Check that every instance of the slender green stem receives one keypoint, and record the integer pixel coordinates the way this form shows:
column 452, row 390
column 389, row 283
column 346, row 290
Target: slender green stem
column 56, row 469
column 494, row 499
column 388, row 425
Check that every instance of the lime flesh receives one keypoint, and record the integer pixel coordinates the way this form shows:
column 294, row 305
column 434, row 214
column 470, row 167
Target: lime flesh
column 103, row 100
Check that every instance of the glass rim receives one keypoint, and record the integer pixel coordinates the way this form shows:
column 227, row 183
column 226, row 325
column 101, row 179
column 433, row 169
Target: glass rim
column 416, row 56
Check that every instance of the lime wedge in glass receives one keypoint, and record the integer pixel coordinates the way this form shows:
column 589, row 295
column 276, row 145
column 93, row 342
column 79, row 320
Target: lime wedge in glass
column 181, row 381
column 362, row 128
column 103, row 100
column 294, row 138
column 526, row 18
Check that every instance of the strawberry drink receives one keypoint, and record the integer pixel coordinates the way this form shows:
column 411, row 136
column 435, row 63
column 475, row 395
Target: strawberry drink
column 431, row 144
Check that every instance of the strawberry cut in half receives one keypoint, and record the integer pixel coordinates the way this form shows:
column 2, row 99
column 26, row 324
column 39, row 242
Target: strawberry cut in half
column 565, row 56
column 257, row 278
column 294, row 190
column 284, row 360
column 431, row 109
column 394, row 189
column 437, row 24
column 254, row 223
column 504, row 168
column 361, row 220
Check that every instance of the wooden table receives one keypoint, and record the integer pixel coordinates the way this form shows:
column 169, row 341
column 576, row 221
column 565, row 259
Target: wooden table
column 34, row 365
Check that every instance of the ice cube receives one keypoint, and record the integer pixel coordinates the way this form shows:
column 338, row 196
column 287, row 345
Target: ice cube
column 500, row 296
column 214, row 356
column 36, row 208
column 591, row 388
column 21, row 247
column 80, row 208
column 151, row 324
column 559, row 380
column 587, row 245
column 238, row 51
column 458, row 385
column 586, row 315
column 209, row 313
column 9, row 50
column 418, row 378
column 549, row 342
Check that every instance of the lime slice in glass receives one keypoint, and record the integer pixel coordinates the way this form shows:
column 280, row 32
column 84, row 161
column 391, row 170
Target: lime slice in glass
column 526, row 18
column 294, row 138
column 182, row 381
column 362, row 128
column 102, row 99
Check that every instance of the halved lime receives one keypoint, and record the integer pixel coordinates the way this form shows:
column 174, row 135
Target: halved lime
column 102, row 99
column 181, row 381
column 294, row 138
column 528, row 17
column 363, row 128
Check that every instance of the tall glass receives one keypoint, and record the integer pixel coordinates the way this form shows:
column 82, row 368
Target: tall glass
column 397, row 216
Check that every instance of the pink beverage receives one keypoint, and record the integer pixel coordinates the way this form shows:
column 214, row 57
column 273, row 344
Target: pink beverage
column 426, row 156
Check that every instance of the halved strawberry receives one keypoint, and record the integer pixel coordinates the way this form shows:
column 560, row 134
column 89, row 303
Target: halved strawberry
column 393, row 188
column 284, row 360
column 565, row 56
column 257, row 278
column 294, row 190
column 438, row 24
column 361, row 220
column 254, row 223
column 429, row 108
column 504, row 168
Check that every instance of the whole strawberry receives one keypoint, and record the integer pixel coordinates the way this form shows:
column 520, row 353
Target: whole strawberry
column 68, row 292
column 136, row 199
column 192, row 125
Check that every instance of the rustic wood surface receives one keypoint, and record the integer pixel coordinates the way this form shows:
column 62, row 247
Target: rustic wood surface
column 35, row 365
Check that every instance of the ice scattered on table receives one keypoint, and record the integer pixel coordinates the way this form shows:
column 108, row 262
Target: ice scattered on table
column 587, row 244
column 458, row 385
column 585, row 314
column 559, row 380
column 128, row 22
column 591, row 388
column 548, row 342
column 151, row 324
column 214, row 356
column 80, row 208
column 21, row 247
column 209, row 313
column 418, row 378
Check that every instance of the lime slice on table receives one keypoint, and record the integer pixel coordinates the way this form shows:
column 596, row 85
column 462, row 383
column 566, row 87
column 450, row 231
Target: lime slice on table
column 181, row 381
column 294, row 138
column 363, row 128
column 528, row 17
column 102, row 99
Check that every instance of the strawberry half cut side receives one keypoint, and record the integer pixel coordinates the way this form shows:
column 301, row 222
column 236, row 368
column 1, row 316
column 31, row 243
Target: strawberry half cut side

[SET TASK]
Write out all the rows above again, swapping every "keypoint" for "point" and keeping the rest unchanged.

[FINISHED EXERCISE]
Check that every instance of the slender green stem receives one point, and record the integer pixel coordinates the way this form shows:
column 452, row 390
column 389, row 283
column 346, row 290
Target: slender green stem
column 56, row 469
column 494, row 499
column 388, row 425
Check that every instance of the lime flesh receives one point, and record the integer pixel coordinates the way this form shows:
column 294, row 305
column 434, row 214
column 470, row 167
Target: lime flesh
column 103, row 100
Check that every instance of the glass rim receives one point, and record the integer pixel coordinates the way this form shows:
column 227, row 183
column 226, row 325
column 101, row 179
column 433, row 169
Target: glass rim
column 416, row 56
Check that every instance of the lime wedge in glass receives one point, and record the integer pixel coordinates the way this form shows:
column 589, row 295
column 276, row 145
column 93, row 342
column 79, row 320
Target: lime wedge in glass
column 181, row 381
column 362, row 128
column 103, row 100
column 294, row 138
column 526, row 18
Check that every instance of the strawberry drink receives one point, and record the integer pixel coordinates the way this form shows:
column 411, row 136
column 435, row 63
column 475, row 395
Target: strawberry drink
column 431, row 144
Check that every instance of the strawberry cut in half receives one point, and record the integer pixel coordinates the way this form shows:
column 2, row 99
column 26, row 324
column 39, row 242
Target: strawberry cut in half
column 565, row 56
column 257, row 278
column 294, row 190
column 284, row 360
column 431, row 109
column 394, row 189
column 437, row 24
column 254, row 223
column 504, row 168
column 361, row 220
Check that every instance of the wooden table receives one point, and record the integer pixel coordinates the way this form shows:
column 169, row 341
column 576, row 221
column 565, row 259
Target: wooden table
column 34, row 365
Check that every instance of the ice cube receives one point, and record the integer pixel coordinates the way this form shows:
column 338, row 196
column 287, row 345
Target: ice cube
column 500, row 296
column 214, row 356
column 36, row 208
column 591, row 388
column 21, row 247
column 80, row 208
column 151, row 324
column 559, row 380
column 587, row 245
column 238, row 51
column 458, row 385
column 586, row 315
column 209, row 313
column 9, row 50
column 418, row 378
column 549, row 342
Check that every instance of the lime slice in glass receives one point, and record the integer pixel coordinates the way this form shows:
column 280, row 32
column 84, row 161
column 391, row 170
Target: lime slice in glass
column 526, row 18
column 294, row 138
column 182, row 381
column 362, row 128
column 102, row 99
Check that every instance of the halved lime receives one point, and record the integer pixel coordinates the way this form shows:
column 174, row 135
Target: halved lime
column 102, row 99
column 181, row 381
column 294, row 138
column 528, row 17
column 363, row 128
Check that every instance of the tall glass receives one point, and record the integer pixel coordinates the way this form shows:
column 82, row 368
Target: tall glass
column 397, row 216
Check that every instance of the pink beverage receives one point, and record the integer pixel coordinates the way this form shows:
column 214, row 57
column 273, row 344
Target: pink beverage
column 426, row 156
Check that every instance of the halved strawberry receives one point, and record the integer pixel coordinates the way this form shows:
column 560, row 134
column 89, row 303
Target: halved strawberry
column 393, row 188
column 284, row 360
column 565, row 56
column 257, row 278
column 294, row 190
column 438, row 24
column 361, row 220
column 254, row 223
column 429, row 108
column 504, row 168
Check that every instance of the whole strawberry receives one point, and record the integer pixel coordinates the way this form shows:
column 520, row 353
Target: whole strawberry
column 68, row 292
column 136, row 199
column 192, row 125
Check that every instance of the rustic wood surface receives one point, and record the integer pixel coordinates the way this form shows:
column 62, row 247
Target: rustic wood surface
column 35, row 365
Check that every instance of the ice scattered on table receives one point, and record the integer pixel coordinates the way this form shows:
column 108, row 262
Target: ice scattered on table
column 587, row 244
column 458, row 385
column 585, row 314
column 559, row 380
column 128, row 22
column 591, row 388
column 548, row 342
column 151, row 324
column 214, row 356
column 80, row 208
column 21, row 247
column 209, row 313
column 418, row 378
Check that every instance of the lime slice on table receives one point, and record the integer pixel coordinates the way this form shows:
column 596, row 85
column 462, row 383
column 566, row 87
column 450, row 231
Target: lime slice on table
column 181, row 381
column 294, row 138
column 363, row 128
column 528, row 17
column 102, row 99
Check that every instance of the strawberry half cut side receives one point, and record the integer pixel coordinates the way this form shows:
column 301, row 222
column 236, row 368
column 1, row 316
column 31, row 243
Target: strawberry half cut side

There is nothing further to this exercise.